** Given data follows **

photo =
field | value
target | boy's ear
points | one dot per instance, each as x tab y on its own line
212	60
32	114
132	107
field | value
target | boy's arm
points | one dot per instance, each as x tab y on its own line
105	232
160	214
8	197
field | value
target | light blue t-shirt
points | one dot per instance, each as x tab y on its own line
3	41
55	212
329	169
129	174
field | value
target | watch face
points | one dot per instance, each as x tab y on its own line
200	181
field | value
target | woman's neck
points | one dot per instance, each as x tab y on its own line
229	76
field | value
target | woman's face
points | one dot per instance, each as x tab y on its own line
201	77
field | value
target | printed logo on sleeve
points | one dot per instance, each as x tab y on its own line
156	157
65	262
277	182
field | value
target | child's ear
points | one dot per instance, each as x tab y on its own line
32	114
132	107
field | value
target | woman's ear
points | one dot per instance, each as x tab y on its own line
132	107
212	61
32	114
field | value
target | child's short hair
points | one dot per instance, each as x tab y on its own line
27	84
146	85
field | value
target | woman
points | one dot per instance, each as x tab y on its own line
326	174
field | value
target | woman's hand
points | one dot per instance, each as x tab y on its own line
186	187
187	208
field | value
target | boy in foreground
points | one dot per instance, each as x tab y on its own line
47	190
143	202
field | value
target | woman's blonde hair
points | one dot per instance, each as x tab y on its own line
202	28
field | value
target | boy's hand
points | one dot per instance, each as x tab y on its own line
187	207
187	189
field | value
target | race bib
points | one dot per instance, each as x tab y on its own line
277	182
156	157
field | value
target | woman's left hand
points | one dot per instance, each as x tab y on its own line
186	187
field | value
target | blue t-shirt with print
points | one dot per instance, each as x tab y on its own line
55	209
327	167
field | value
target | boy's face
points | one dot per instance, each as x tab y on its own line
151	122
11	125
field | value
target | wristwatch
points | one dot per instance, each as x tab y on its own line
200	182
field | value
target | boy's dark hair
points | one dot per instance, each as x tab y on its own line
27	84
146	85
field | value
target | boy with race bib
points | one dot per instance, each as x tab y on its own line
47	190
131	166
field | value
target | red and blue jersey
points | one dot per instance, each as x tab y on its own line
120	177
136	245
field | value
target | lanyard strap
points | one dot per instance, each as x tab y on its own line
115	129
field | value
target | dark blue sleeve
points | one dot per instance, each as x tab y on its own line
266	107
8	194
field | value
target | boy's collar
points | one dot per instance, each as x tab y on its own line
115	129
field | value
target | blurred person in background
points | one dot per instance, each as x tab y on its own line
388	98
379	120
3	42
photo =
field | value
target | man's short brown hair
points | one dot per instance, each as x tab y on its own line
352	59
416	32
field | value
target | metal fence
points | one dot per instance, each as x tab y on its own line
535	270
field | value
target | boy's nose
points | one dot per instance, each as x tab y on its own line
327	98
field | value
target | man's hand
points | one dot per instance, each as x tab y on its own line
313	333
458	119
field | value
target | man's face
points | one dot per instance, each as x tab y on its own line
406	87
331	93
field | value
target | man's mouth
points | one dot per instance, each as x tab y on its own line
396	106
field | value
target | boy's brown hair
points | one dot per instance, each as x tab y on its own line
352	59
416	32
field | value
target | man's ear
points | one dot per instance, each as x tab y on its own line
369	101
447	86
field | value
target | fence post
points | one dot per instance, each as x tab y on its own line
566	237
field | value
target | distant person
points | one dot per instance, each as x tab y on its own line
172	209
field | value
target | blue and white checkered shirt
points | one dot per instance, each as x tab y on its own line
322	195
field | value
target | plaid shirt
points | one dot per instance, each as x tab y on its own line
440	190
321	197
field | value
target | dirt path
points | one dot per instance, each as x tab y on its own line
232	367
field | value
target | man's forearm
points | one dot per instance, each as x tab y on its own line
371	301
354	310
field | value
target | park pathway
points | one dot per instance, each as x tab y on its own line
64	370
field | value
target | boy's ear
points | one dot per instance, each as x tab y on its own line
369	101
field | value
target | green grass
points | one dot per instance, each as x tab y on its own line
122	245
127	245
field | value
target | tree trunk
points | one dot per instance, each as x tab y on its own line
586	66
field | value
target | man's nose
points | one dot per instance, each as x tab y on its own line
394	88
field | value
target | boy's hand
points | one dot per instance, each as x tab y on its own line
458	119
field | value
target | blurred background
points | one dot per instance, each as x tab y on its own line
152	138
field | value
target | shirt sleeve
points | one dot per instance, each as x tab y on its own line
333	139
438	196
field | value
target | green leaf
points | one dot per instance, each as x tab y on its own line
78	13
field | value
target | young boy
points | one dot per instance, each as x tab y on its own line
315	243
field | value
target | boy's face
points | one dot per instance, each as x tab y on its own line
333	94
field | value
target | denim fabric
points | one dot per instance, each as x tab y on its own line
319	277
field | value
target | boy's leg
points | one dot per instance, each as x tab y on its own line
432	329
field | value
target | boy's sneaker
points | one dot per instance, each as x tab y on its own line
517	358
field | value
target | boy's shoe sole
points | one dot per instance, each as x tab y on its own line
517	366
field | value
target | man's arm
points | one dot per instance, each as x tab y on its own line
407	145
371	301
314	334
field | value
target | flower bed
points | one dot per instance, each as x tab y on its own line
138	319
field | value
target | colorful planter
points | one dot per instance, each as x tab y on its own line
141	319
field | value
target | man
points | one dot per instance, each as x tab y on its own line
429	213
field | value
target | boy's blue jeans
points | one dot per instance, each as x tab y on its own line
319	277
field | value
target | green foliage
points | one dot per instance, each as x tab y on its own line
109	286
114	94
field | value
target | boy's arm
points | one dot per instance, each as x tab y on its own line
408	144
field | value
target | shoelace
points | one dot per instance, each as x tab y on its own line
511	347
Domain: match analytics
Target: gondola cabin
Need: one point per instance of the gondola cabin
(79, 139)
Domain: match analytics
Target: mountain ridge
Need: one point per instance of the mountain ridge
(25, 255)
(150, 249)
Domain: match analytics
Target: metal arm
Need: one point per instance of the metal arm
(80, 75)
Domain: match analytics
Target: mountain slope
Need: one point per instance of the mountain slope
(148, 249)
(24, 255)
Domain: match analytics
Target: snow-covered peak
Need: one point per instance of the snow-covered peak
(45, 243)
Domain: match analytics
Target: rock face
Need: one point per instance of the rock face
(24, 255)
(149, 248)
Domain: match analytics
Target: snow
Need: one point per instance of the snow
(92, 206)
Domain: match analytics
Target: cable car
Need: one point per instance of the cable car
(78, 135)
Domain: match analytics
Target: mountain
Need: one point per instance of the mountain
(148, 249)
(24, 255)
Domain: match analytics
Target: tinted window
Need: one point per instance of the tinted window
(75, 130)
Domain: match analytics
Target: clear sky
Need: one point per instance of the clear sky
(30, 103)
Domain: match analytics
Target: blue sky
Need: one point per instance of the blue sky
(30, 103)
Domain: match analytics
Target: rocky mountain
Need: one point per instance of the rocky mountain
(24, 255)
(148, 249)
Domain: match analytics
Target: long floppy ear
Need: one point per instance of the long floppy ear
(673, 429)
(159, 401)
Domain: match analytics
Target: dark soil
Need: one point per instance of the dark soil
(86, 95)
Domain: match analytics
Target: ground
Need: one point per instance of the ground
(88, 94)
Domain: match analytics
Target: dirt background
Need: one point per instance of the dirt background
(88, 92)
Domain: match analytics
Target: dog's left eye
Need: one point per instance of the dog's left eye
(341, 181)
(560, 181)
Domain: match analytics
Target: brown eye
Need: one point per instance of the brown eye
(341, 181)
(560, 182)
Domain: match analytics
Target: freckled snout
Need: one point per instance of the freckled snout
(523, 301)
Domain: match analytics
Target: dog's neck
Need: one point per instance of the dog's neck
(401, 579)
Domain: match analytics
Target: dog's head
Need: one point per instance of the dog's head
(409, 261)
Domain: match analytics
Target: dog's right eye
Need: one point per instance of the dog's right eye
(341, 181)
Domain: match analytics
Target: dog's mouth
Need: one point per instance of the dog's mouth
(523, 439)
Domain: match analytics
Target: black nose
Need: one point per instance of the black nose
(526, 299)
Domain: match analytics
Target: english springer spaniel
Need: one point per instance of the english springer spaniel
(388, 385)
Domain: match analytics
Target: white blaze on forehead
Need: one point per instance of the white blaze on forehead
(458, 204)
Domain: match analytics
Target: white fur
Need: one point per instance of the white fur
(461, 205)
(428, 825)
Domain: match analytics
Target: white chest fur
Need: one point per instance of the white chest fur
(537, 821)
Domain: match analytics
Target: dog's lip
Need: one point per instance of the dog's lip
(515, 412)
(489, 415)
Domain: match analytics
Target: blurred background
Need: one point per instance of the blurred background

** End of Given data **

What you will do:
Copy all lines from the material above that hold the word "with".

Solution:
target | blue t-shirt with print
target | boy with race bib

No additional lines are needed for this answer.